**ABOUT THIS TASK**: A faithful, complete copy of the entries below is required, with images removed.

[DATA FOR ANALYSIS — start]

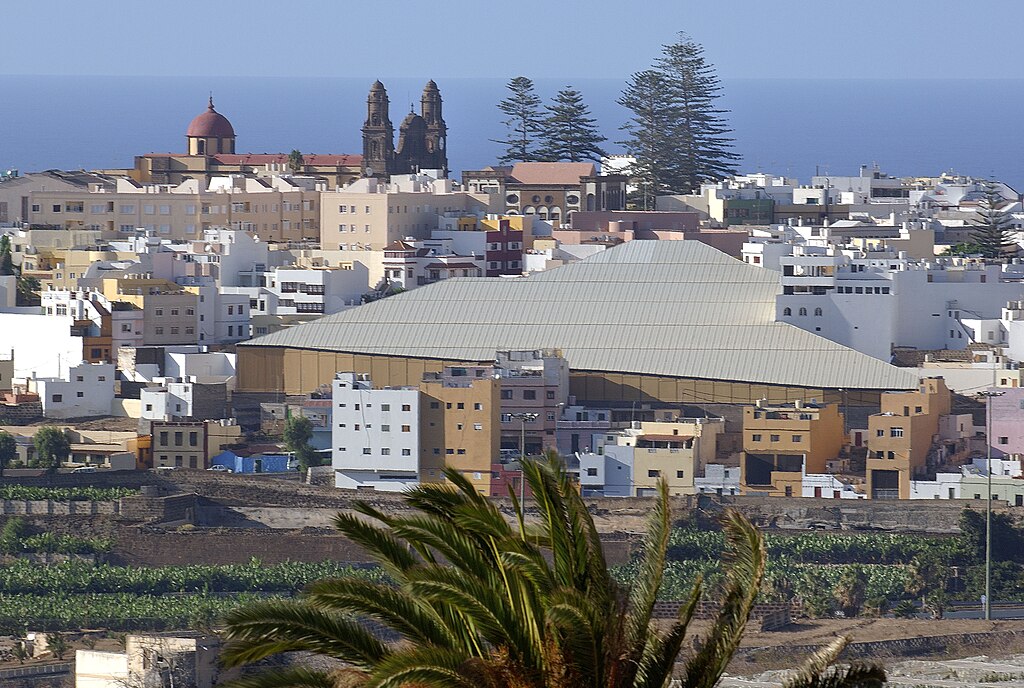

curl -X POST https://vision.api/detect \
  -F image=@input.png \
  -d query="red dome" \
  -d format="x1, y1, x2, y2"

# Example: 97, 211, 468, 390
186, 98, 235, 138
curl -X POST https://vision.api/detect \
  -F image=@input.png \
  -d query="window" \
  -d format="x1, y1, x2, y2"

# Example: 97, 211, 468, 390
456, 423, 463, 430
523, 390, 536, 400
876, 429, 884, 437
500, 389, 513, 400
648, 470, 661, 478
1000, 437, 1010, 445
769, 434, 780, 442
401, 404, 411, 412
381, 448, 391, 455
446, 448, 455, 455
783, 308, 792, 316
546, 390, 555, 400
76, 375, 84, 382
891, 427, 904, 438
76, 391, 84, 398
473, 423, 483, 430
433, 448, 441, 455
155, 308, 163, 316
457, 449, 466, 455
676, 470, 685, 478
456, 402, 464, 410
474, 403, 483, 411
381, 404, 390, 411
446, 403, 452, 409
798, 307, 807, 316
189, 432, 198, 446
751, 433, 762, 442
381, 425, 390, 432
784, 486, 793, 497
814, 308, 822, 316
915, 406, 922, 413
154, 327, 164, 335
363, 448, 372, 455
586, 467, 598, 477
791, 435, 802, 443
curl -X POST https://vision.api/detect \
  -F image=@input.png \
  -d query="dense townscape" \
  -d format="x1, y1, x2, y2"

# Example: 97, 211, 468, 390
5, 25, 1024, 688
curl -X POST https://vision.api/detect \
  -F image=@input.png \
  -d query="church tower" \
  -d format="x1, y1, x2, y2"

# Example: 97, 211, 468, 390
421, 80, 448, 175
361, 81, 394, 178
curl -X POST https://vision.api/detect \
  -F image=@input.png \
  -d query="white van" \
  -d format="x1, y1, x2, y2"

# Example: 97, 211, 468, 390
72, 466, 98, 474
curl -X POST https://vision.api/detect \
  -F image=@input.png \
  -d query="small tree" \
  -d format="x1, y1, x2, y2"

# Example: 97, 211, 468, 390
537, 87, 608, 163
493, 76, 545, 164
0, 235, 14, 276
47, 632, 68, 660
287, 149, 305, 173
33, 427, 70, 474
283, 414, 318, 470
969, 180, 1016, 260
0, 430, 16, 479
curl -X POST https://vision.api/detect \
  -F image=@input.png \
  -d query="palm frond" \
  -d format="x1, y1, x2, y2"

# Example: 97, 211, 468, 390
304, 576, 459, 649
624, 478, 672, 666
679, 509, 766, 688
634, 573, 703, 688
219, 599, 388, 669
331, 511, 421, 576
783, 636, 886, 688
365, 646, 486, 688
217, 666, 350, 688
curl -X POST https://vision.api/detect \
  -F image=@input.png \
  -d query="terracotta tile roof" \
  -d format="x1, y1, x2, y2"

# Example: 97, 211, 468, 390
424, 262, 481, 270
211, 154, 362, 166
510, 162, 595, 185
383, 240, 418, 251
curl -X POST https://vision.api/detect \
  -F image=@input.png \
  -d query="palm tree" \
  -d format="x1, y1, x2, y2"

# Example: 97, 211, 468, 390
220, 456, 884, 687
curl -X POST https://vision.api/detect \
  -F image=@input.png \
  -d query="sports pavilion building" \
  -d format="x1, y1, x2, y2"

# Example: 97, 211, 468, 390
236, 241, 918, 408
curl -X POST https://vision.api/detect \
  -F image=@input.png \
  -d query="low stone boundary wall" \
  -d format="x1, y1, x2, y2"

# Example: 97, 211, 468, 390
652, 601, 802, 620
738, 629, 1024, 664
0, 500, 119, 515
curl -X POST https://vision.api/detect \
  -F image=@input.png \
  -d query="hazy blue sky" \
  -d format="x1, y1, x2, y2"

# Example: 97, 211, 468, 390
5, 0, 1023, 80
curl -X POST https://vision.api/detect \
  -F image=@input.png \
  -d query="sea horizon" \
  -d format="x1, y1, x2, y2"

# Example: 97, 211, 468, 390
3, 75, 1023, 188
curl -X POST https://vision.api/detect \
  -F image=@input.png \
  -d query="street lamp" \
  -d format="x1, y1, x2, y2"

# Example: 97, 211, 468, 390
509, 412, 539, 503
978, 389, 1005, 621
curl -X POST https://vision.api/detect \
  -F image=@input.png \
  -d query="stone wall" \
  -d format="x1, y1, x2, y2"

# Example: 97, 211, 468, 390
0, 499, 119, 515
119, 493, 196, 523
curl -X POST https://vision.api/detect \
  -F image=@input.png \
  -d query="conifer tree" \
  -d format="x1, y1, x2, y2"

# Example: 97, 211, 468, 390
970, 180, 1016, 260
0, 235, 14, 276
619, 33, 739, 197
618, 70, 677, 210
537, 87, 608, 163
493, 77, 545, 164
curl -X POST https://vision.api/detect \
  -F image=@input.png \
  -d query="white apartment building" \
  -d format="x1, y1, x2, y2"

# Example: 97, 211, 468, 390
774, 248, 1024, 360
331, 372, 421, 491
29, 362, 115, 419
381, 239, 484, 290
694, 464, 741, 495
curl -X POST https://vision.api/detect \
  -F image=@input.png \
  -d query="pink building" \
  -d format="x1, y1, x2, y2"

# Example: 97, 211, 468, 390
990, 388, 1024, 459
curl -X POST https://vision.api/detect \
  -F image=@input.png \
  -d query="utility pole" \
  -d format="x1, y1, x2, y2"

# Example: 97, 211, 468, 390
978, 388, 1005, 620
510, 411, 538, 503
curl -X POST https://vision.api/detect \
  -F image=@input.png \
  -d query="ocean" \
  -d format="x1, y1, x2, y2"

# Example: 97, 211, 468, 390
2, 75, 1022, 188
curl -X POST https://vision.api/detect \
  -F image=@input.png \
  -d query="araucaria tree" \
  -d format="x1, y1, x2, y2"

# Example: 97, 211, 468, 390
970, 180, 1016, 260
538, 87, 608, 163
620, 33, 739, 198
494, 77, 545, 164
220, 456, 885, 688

[DATA FOR ANALYSIS — finish]

**FINISHED TASK**:
curl -X POST https://vision.api/detect \
  -F image=@input.png \
  -d query="red dome" \
  -d format="x1, y1, x2, y2"

# Example: 97, 211, 468, 390
186, 98, 235, 138
curl -X POST https://vision.api/detect \
  -F image=@input.png \
  -d query="window" \
  -d format="x1, y1, x2, y2"

# Example: 97, 211, 468, 390
456, 423, 463, 430
523, 390, 536, 400
876, 429, 884, 437
500, 389, 513, 400
648, 470, 661, 478
1000, 437, 1010, 445
769, 434, 780, 442
401, 404, 411, 412
381, 448, 391, 455
446, 448, 455, 455
783, 308, 792, 316
546, 390, 555, 400
76, 375, 84, 382
891, 427, 904, 438
76, 391, 84, 398
473, 423, 483, 430
433, 448, 441, 455
155, 308, 163, 316
457, 449, 466, 455
676, 470, 685, 478
456, 402, 464, 410
474, 403, 483, 411
381, 404, 390, 411
446, 403, 452, 409
798, 307, 807, 316
189, 432, 198, 446
751, 433, 762, 442
381, 425, 390, 432
784, 486, 793, 497
814, 308, 822, 316
915, 406, 922, 413
154, 327, 164, 335
363, 448, 372, 455
586, 467, 598, 477
791, 435, 802, 443
curl -X POST https://vision.api/detect \
  -F image=@input.png \
  -d query="dense townscape" \
  -d format="x1, y1, x2, y2"

# Example: 97, 211, 468, 390
5, 25, 1024, 688
curl -X POST https://vision.api/detect \
  -F image=@input.png \
  -d query="church tower" \
  -d format="x1, y1, x2, y2"

# Example: 97, 211, 468, 390
421, 80, 448, 175
361, 81, 394, 178
curl -X POST https://vision.api/detect \
  -F image=@input.png \
  -d query="white van" \
  -d format="x1, y1, x2, y2"

# Example: 97, 211, 468, 390
72, 466, 98, 474
curl -X POST https://vision.api/detect \
  -F image=@input.png \
  -d query="small tree" \
  -d format="x1, y1, x2, y2"

# Example: 97, 211, 468, 390
537, 87, 608, 163
493, 76, 545, 164
0, 235, 14, 276
47, 632, 68, 660
287, 149, 305, 173
33, 427, 70, 474
283, 414, 318, 470
969, 180, 1016, 260
0, 430, 16, 479
curl -X POST https://vision.api/detect \
  -F image=@input.png \
  -d query="palm frond" \
  -d format="x1, y1, x2, y2"

# Example: 97, 211, 468, 390
304, 576, 459, 649
624, 478, 672, 666
679, 509, 766, 688
634, 573, 703, 688
219, 599, 388, 669
331, 511, 421, 576
783, 636, 886, 688
365, 646, 486, 688
217, 666, 350, 688
curl -X POST https://vision.api/detect \
  -F image=@input.png \
  -d query="terracotta tile roof" \
  -d format="x1, y1, x2, y2"

# Example: 97, 211, 468, 390
424, 262, 481, 270
211, 154, 362, 166
510, 162, 595, 185
383, 240, 418, 251
curl -X POST https://vision.api/detect \
  -F image=@input.png \
  -d query="palm tree" \
  -d format="x1, y1, x2, y2"

# Example: 97, 211, 468, 390
220, 456, 884, 687
curl -X POST https://vision.api/detect \
  -F image=@input.png \
  -d query="sports pavilion building" \
  -d format="x1, y1, x2, y2"

# Example: 97, 211, 468, 390
236, 241, 918, 408
curl -X POST https://vision.api/detect \
  -F image=@input.png \
  -d query="low stone boundary wall" \
  -d format="x1, y1, x2, y2"

# Example: 97, 211, 468, 390
652, 601, 802, 620
738, 629, 1024, 664
0, 500, 119, 515
curl -X POST https://vision.api/detect \
  -F image=@input.png \
  -d query="hazy blue sky" \
  -d format="x1, y1, x2, y2"

# Example: 97, 211, 468, 390
5, 0, 1023, 80
curl -X POST https://vision.api/detect \
  -F image=@input.png \
  -d query="sea horizon" \
  -d format="x1, y1, x2, y2"

# Example: 97, 211, 468, 390
3, 75, 1023, 188
curl -X POST https://vision.api/detect \
  -F image=@input.png \
  -d query="street lamp" \
  -d format="x1, y1, x2, y2"

# Example: 97, 211, 468, 390
509, 412, 539, 503
978, 389, 1005, 621
curl -X POST https://vision.api/detect \
  -F image=@input.png \
  -d query="stone wall" \
  -d format="x1, y1, x2, y2"

# Example: 97, 211, 468, 390
0, 499, 119, 515
119, 493, 196, 523
curl -X POST https://vision.api/detect \
  -F image=@input.png \
  -d query="conifer tree" \
  -d format="x1, y1, x2, y2"

# Example: 97, 211, 468, 390
970, 180, 1016, 260
0, 235, 14, 276
619, 33, 739, 197
618, 70, 677, 210
537, 87, 608, 163
493, 77, 545, 164
curl -X POST https://vision.api/detect \
  -F image=@input.png \
  -d query="white apartment building" \
  -d format="x1, y1, x2, y2"

# Example: 97, 211, 468, 390
774, 248, 1024, 360
331, 372, 421, 491
29, 362, 115, 419
381, 239, 484, 290
694, 464, 741, 495
curl -X POST https://vision.api/detect \
  -F image=@input.png \
  -d query="pink building" \
  -d format="x1, y1, x2, y2"

# Example: 97, 211, 468, 390
990, 388, 1024, 459
curl -X POST https://vision.api/detect \
  -F image=@input.png \
  -d query="utility pole" \
  -d format="x1, y1, x2, y2"

# Example: 97, 211, 468, 390
978, 388, 1005, 620
510, 411, 538, 503
curl -X POST https://vision.api/detect \
  -F image=@input.png \
  -d query="ocean" \
  -d format="x1, y1, x2, y2"

# Example: 97, 211, 468, 390
2, 75, 1022, 188
curl -X POST https://vision.api/detect \
  -F image=@input.png \
  -d query="araucaria tree" \
  -d format="x1, y1, x2, y2"

# Example: 97, 211, 468, 390
970, 180, 1016, 260
538, 87, 608, 163
620, 33, 739, 198
494, 77, 545, 164
220, 456, 885, 688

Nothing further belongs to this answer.